What the task requires
Quote all entries exactly, leaving pictures aside.

◆ ◆ ◆ ◆ ◆ ◆ ◆

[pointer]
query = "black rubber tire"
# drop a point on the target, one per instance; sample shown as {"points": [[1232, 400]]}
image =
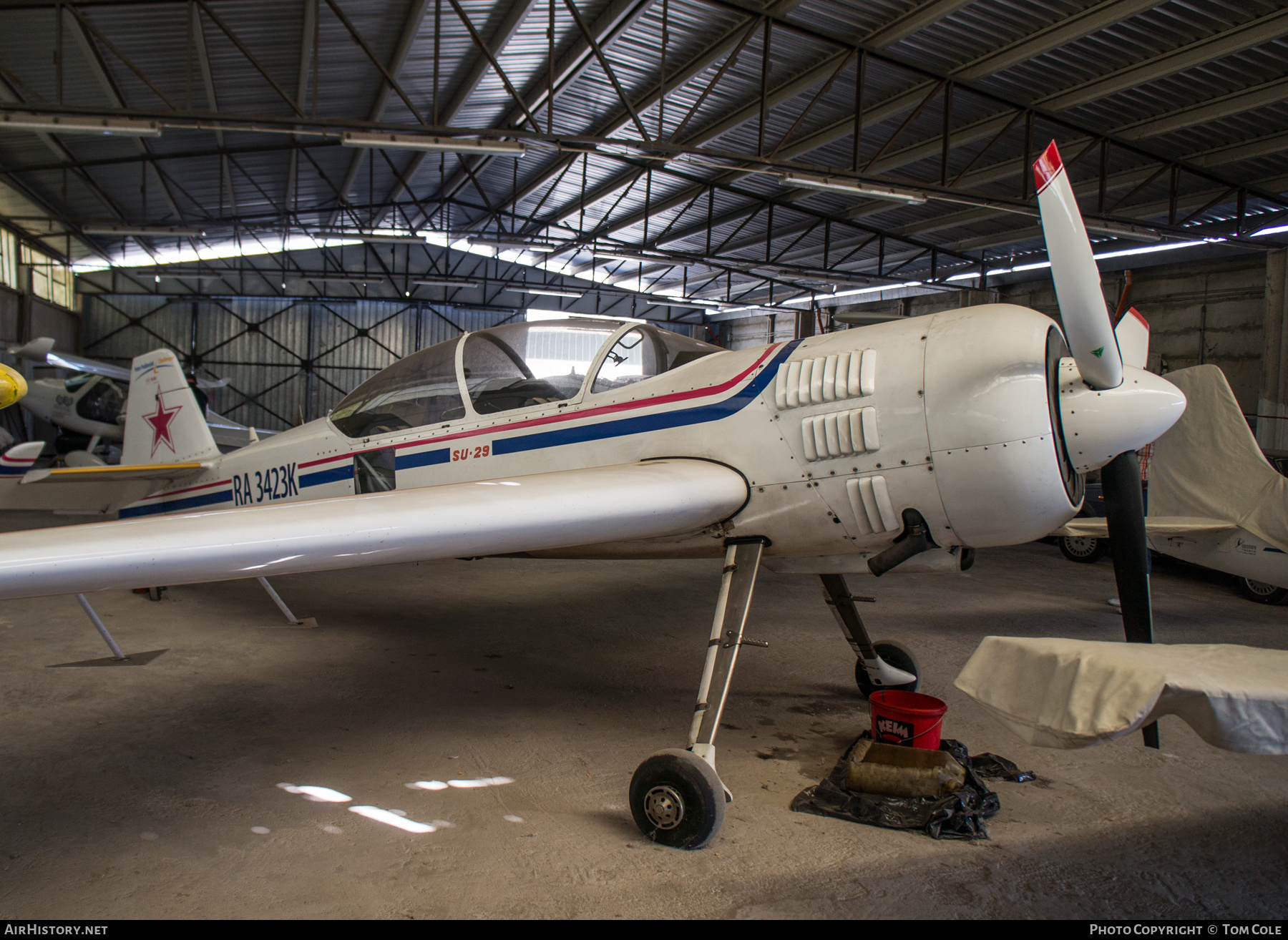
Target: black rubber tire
{"points": [[895, 655], [1083, 550], [1262, 592], [691, 783]]}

◆ ◆ ◆ ◆ ◆ ◆ ◆

Exercise solution
[pointer]
query = "black rubber tire"
# drop a point on the target, one per instance; sample shown as {"points": [[1232, 400]]}
image =
Target: black rubber tire
{"points": [[895, 655], [1083, 550], [1262, 592], [691, 783]]}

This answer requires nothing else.